Required work
In the records below, locate the line containing "query: the noun phrase to segment: calm water", then extract it and all following lines exactly, ending with the last line.

☆ ☆ ☆

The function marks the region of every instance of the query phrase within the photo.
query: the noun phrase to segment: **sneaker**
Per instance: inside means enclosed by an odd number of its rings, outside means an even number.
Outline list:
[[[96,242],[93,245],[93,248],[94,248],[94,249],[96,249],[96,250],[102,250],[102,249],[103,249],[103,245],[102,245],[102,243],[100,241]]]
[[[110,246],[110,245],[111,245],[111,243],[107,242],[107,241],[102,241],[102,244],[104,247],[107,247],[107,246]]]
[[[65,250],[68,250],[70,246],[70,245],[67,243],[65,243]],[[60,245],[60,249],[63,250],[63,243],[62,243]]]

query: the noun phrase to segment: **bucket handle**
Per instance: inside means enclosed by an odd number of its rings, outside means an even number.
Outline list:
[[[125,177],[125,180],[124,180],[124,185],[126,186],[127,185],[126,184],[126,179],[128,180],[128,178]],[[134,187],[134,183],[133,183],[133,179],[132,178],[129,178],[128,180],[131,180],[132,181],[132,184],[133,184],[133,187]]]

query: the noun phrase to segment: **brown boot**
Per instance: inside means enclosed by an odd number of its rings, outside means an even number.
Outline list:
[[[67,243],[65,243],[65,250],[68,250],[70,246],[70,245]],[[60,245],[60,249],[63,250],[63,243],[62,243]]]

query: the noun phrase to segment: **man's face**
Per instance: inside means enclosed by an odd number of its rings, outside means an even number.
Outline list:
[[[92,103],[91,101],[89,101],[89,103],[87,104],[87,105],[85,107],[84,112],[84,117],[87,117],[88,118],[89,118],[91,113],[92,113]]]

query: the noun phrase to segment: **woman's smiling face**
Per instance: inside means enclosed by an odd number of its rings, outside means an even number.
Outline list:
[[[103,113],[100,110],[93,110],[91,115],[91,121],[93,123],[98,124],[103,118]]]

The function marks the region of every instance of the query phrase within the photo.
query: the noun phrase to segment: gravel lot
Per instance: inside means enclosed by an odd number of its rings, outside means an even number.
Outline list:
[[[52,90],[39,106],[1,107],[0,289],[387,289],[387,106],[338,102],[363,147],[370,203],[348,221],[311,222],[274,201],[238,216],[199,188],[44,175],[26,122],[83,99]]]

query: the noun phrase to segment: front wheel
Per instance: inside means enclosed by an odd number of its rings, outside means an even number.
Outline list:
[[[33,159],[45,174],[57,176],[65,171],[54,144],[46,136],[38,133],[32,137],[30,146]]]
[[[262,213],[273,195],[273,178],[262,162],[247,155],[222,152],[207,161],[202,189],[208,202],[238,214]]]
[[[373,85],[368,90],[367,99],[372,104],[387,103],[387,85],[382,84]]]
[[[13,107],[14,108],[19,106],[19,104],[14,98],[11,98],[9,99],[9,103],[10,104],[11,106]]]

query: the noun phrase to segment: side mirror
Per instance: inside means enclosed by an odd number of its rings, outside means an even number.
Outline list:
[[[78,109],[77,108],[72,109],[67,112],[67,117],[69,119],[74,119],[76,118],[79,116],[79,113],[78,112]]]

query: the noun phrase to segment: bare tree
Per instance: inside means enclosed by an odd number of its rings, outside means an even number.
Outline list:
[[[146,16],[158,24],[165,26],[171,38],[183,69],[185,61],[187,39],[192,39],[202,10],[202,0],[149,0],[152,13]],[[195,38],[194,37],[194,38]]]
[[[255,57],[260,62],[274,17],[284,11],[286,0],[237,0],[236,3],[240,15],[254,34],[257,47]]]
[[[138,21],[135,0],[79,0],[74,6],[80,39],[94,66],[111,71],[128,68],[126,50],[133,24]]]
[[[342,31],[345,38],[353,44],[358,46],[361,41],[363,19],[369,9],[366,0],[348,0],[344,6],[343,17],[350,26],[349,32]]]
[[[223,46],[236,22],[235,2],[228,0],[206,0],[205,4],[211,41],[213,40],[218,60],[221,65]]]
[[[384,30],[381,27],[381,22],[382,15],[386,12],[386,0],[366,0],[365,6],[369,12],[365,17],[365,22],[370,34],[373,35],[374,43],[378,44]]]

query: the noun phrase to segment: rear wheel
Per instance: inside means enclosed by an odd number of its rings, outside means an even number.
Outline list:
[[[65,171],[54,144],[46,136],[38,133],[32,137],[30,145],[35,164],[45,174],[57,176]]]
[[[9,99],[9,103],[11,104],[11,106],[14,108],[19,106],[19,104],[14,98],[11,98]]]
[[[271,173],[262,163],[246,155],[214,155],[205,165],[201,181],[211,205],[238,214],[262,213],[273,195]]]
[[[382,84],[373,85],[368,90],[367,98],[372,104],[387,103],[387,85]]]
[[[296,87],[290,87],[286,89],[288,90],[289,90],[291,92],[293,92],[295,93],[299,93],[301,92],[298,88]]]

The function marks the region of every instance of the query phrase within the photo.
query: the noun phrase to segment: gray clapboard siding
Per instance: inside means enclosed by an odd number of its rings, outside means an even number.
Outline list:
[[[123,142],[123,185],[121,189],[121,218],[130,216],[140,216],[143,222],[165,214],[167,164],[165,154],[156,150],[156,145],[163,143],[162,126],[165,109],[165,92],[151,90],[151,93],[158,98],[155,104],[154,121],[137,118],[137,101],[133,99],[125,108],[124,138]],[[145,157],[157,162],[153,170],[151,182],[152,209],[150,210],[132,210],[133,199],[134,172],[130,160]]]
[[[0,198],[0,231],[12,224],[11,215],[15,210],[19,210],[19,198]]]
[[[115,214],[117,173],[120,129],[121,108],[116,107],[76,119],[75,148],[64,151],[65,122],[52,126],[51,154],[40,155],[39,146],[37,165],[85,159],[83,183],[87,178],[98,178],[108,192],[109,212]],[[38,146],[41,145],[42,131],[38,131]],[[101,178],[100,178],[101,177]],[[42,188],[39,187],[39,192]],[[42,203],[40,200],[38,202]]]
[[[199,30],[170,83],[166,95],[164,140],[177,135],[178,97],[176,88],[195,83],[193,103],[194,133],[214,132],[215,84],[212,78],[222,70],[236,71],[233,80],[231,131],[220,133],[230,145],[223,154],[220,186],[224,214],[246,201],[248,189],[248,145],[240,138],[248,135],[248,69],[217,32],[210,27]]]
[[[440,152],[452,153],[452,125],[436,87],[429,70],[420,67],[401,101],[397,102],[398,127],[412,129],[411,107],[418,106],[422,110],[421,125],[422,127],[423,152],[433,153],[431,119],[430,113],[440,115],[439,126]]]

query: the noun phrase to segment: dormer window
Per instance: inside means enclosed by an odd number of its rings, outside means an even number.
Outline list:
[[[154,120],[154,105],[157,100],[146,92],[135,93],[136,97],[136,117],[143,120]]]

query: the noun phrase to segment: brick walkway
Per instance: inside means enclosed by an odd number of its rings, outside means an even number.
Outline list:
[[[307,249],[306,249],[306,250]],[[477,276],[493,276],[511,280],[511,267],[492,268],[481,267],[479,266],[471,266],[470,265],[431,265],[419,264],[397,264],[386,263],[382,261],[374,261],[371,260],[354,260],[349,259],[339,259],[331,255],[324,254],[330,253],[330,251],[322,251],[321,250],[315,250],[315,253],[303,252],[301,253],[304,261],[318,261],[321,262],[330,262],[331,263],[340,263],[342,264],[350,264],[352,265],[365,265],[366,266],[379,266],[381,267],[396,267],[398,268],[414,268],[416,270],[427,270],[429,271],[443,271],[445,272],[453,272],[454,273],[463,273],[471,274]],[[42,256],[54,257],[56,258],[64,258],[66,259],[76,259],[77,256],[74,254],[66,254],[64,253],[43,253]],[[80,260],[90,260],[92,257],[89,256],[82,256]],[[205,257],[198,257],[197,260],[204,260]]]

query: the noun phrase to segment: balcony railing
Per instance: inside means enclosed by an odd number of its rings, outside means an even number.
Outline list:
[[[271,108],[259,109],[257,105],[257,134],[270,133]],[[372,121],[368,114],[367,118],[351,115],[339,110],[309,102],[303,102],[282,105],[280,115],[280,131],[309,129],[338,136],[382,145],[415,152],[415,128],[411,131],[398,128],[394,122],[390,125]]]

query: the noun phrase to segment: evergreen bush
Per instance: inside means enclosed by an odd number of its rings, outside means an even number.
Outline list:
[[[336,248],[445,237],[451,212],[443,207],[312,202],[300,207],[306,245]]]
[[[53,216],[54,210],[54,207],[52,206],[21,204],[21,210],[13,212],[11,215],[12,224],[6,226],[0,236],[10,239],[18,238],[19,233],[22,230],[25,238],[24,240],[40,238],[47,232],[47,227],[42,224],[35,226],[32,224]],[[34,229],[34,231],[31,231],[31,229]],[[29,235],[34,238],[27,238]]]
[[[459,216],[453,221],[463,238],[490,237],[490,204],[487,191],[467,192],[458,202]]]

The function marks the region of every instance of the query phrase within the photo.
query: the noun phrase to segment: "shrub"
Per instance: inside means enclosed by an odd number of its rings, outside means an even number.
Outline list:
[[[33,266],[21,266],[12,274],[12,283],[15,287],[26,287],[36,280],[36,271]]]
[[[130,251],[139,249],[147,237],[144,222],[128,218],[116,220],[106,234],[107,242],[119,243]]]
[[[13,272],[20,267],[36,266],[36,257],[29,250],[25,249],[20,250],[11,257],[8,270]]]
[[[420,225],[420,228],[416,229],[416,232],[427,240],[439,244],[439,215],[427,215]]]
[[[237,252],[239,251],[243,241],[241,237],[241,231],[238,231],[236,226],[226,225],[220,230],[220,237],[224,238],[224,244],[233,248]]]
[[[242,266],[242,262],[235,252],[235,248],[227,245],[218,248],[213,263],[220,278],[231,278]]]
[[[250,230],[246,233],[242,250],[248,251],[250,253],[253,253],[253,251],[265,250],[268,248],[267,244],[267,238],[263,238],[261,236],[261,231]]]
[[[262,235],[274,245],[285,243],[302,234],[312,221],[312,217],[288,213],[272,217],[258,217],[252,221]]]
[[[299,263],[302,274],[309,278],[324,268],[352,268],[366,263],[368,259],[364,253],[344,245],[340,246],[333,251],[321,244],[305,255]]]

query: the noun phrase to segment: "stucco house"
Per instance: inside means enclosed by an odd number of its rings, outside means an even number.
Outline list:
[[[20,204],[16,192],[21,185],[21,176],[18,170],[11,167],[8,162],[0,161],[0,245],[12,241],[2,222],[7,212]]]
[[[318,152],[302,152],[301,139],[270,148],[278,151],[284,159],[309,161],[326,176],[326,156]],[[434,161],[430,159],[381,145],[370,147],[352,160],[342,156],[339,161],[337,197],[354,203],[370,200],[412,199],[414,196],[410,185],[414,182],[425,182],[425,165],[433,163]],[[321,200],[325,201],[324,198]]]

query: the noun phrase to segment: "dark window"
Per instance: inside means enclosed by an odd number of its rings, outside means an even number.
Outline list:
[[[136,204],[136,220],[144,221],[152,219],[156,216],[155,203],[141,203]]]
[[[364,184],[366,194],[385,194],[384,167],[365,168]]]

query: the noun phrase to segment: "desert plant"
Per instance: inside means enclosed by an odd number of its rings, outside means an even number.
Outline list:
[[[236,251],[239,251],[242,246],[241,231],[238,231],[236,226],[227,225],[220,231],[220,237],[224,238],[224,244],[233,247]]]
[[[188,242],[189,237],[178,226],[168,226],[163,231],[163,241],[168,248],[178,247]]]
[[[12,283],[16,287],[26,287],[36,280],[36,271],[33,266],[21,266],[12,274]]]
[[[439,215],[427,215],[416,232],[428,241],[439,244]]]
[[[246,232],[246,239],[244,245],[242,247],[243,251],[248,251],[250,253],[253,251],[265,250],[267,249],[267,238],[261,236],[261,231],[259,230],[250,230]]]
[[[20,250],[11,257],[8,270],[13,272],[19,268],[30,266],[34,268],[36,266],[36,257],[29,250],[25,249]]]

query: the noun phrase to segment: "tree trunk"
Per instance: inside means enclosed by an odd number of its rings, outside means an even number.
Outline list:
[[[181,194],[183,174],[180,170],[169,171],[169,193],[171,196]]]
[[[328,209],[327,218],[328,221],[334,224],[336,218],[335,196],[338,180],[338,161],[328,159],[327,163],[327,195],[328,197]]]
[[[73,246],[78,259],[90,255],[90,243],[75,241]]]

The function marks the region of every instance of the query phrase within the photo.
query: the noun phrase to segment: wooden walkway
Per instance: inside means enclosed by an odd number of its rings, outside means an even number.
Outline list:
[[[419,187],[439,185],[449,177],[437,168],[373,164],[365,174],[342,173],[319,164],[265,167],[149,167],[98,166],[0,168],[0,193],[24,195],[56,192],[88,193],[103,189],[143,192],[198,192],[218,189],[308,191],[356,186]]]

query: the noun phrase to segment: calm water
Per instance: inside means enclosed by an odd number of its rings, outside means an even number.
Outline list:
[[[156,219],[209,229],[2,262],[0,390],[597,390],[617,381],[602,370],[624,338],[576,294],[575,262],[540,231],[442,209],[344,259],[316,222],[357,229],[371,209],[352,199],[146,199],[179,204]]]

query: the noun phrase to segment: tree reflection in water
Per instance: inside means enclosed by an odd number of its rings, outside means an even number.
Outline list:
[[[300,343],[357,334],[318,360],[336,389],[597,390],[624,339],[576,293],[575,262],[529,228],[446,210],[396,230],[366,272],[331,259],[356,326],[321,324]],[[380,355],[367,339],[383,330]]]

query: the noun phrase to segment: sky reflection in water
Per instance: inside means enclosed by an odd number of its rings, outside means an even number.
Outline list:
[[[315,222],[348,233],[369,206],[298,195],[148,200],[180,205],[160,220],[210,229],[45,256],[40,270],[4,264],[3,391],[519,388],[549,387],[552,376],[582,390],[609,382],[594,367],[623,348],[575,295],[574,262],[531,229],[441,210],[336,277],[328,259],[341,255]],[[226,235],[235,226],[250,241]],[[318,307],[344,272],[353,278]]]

☆ ☆ ☆

Solution to the exercise
query: the noun phrase to segment: calm water
Per instance: inside means enclosed by an odd number of its rings, outside means an even number.
Outline list:
[[[156,219],[209,229],[2,262],[0,390],[597,390],[617,381],[602,370],[624,338],[576,294],[575,262],[540,231],[442,209],[344,259],[316,222],[357,229],[371,209],[352,199],[146,199],[179,204]]]

query: the noun phrase to segment: tree reflection in water
Per instance: inside means enclosed by an odd number of its rings, outside means an even number.
Outline list:
[[[300,343],[357,334],[318,360],[336,389],[597,390],[624,339],[576,293],[575,262],[529,228],[446,210],[396,230],[366,272],[331,259],[356,326],[321,324]],[[380,355],[367,339],[383,330]]]

query: the noun phrase to segment: sky reflection in water
Per instance: inside means enclosed by an odd number of its rings, outside means an even number.
Outline list:
[[[315,222],[348,233],[369,206],[298,195],[148,200],[180,205],[160,220],[210,229],[45,256],[40,270],[4,264],[3,391],[519,388],[549,387],[552,376],[582,390],[609,382],[594,367],[623,348],[575,295],[574,262],[531,229],[441,210],[336,277],[328,259],[341,255]],[[226,235],[235,226],[250,241]],[[318,307],[344,272],[353,278]]]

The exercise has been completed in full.